(Collected data entries)
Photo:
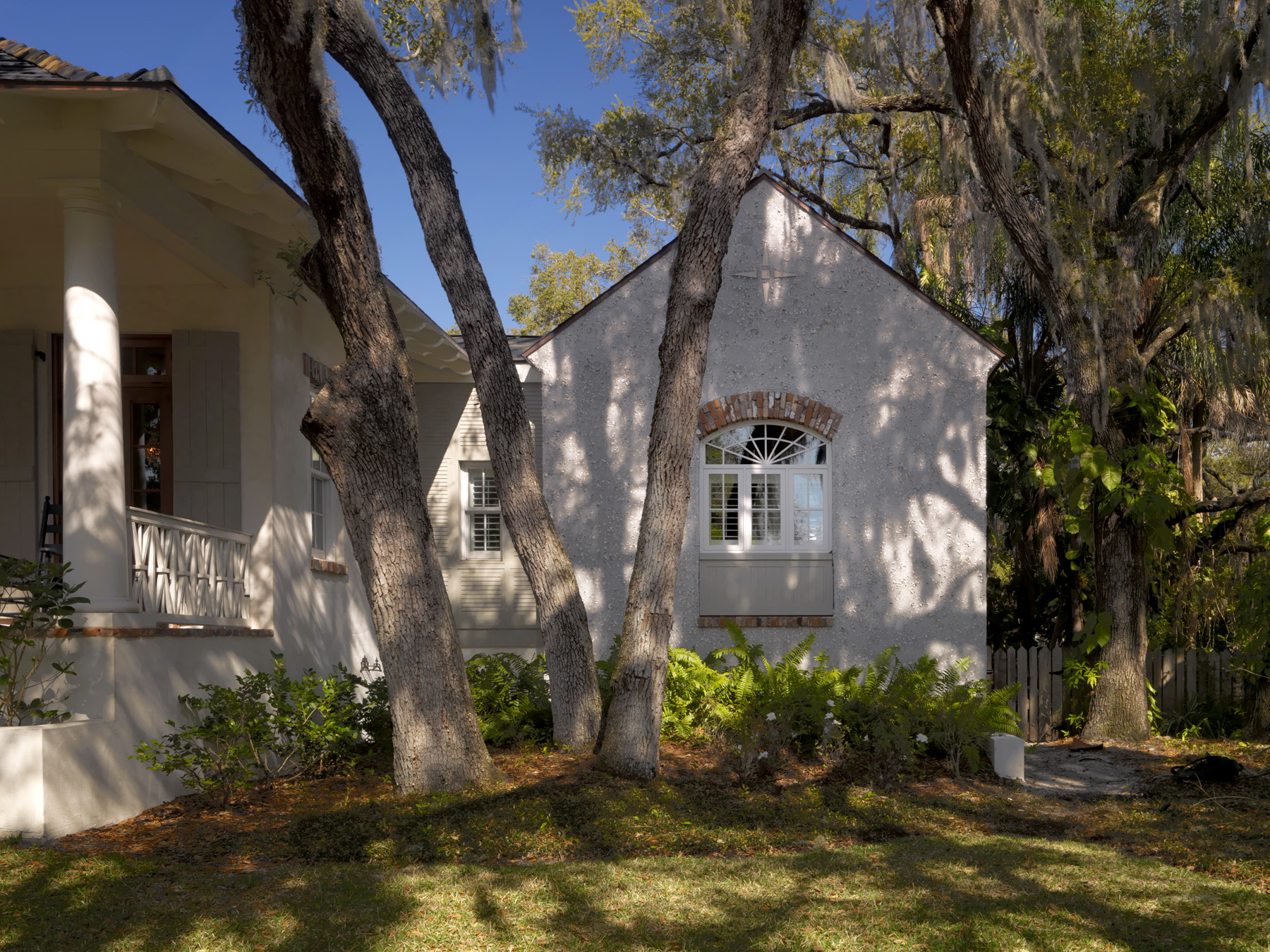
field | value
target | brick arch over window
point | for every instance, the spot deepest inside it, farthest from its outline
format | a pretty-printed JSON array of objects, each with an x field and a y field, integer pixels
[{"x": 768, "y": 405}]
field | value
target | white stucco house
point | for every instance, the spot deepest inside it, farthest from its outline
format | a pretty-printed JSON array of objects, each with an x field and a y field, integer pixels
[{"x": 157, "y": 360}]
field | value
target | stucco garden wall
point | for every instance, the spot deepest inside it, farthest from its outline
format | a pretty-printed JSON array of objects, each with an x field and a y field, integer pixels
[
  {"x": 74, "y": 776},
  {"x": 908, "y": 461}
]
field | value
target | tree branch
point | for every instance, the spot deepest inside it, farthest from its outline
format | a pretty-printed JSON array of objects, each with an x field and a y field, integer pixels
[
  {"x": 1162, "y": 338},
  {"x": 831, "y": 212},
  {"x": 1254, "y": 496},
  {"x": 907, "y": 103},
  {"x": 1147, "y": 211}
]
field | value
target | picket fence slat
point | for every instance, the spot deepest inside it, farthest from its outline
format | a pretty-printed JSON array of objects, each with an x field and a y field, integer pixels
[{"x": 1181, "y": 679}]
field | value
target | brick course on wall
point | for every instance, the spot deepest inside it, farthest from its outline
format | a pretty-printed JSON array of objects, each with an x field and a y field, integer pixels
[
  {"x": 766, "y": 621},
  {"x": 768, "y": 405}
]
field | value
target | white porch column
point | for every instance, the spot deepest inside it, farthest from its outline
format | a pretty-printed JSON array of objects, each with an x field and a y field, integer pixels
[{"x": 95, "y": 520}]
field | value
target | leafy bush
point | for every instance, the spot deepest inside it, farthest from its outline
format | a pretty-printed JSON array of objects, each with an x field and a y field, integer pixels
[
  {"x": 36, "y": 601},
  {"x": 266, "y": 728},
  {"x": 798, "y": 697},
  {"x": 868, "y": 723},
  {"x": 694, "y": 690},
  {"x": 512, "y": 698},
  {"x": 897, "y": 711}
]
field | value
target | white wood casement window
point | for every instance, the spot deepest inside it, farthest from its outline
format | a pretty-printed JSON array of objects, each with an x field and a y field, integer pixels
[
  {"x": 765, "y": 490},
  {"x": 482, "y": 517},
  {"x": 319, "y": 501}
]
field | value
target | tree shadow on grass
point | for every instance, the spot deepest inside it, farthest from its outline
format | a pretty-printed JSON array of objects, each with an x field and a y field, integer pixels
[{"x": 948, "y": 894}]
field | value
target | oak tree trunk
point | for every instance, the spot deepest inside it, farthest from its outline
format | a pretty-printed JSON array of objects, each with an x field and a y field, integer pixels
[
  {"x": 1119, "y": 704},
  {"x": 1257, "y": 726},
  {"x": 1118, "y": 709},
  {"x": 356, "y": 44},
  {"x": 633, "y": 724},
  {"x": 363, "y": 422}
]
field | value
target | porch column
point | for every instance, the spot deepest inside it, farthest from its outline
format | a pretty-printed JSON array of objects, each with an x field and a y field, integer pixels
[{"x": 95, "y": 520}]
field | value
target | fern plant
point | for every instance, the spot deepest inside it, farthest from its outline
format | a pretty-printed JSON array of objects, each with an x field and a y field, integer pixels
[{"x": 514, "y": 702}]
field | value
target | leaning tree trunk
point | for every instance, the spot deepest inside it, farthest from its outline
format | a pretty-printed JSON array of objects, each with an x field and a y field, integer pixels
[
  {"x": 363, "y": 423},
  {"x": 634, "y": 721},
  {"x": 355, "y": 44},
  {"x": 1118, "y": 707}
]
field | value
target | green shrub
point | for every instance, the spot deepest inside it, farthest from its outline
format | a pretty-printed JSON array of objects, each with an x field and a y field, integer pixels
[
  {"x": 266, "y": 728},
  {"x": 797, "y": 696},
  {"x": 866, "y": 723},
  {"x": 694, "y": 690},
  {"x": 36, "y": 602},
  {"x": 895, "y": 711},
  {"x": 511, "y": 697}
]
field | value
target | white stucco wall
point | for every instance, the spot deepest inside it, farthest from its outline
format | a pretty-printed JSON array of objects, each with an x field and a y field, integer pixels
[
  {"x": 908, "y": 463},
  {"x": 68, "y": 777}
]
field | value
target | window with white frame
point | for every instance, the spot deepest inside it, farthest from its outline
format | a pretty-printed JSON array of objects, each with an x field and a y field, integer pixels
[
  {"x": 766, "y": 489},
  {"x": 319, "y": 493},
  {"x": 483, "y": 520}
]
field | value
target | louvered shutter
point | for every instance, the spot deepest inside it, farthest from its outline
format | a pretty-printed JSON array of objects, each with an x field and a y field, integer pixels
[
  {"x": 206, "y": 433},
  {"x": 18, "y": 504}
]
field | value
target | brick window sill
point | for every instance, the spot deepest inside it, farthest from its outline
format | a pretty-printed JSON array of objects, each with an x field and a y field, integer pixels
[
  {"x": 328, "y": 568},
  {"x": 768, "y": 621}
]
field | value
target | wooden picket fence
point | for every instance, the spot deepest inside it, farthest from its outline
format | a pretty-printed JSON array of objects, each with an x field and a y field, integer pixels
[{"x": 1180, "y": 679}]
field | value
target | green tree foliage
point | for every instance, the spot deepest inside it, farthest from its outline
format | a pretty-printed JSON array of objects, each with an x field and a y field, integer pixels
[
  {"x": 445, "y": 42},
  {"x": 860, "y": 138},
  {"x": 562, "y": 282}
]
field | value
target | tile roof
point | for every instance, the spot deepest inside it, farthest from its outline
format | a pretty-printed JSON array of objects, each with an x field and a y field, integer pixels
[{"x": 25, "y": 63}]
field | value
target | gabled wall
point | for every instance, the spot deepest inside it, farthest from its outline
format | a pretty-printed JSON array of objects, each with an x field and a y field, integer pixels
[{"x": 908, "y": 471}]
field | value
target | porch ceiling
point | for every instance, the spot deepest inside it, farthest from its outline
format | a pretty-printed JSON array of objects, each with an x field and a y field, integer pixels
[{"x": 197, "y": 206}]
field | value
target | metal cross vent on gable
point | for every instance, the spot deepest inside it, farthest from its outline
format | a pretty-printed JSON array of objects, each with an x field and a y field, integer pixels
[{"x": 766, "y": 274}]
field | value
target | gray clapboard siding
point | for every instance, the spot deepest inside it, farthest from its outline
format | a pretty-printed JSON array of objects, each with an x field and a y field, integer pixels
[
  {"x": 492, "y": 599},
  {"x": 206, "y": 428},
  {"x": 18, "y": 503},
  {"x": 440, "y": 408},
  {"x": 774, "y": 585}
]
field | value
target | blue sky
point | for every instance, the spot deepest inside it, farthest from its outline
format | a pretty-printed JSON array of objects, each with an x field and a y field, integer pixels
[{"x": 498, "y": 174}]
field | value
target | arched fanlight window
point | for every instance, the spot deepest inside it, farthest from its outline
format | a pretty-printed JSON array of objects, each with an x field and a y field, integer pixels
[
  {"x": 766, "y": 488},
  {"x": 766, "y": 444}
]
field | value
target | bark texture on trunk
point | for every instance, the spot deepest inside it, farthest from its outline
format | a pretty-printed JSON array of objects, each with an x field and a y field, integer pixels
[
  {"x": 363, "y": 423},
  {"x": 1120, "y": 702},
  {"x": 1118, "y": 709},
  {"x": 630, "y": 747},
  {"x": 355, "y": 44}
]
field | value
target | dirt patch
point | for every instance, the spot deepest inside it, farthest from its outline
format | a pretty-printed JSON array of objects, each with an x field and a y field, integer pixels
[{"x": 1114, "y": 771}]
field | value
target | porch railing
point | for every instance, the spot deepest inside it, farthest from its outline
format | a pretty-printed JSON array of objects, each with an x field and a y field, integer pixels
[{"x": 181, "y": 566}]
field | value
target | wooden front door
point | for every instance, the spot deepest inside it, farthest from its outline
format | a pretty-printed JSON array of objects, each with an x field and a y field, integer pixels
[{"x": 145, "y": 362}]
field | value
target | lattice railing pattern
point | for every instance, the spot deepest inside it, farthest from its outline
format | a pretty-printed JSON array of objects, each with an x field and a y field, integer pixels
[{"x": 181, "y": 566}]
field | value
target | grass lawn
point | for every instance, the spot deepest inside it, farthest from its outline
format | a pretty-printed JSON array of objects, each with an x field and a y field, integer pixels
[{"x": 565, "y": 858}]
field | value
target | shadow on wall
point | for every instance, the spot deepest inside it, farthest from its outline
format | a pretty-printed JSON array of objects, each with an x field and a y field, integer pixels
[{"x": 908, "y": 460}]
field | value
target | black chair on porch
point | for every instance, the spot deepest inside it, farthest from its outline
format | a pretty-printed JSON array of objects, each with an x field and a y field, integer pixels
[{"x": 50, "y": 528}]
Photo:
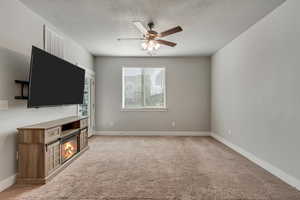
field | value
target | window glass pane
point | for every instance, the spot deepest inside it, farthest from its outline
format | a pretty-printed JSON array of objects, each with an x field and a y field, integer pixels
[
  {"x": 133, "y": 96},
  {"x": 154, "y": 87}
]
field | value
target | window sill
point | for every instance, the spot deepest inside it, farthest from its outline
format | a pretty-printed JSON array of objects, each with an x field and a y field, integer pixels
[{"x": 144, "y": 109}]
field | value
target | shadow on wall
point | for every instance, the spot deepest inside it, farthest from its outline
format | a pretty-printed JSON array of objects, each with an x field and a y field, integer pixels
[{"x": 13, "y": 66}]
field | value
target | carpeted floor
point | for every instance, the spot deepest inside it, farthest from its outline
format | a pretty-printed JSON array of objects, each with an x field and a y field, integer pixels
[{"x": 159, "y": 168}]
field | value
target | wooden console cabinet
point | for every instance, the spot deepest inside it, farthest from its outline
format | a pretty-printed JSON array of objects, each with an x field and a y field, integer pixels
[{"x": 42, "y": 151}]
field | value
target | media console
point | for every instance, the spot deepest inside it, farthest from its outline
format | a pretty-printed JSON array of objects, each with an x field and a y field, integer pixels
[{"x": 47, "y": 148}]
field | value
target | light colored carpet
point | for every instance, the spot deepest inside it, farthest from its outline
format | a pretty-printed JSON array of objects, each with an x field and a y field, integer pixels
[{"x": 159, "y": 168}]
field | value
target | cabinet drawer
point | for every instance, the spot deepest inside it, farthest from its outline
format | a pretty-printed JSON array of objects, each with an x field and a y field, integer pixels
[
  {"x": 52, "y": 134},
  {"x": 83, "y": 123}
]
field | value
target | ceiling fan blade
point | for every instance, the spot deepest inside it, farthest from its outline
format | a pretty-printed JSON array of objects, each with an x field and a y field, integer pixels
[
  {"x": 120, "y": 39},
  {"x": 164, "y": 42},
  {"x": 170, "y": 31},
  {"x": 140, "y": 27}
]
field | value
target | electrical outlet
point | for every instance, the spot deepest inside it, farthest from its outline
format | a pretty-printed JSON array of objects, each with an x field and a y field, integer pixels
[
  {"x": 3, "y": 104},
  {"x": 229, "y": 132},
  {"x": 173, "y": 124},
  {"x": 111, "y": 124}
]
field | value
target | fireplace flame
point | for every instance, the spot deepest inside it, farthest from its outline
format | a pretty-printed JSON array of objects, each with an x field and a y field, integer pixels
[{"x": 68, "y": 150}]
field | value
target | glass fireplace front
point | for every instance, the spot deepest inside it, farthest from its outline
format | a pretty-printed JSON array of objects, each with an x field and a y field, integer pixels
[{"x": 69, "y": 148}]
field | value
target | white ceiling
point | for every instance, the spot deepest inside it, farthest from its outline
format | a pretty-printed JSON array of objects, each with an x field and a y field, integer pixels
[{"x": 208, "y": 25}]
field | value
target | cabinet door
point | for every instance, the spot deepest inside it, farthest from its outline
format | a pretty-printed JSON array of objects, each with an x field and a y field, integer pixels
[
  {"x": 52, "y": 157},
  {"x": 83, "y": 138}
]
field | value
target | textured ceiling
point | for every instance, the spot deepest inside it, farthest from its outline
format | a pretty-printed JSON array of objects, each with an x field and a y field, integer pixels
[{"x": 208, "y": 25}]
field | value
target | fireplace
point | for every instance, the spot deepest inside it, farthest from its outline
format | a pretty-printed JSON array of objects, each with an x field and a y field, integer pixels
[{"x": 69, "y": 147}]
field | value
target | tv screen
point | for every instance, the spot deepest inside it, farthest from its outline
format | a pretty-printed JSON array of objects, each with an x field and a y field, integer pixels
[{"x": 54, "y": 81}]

### WHAT YOU SHOULD DO
Which lines of the data contain the word "wooden"? Copy each one.

### RESPONSE BELOW
target | wooden picket fence
target | wooden front door
target | wooden console cabinet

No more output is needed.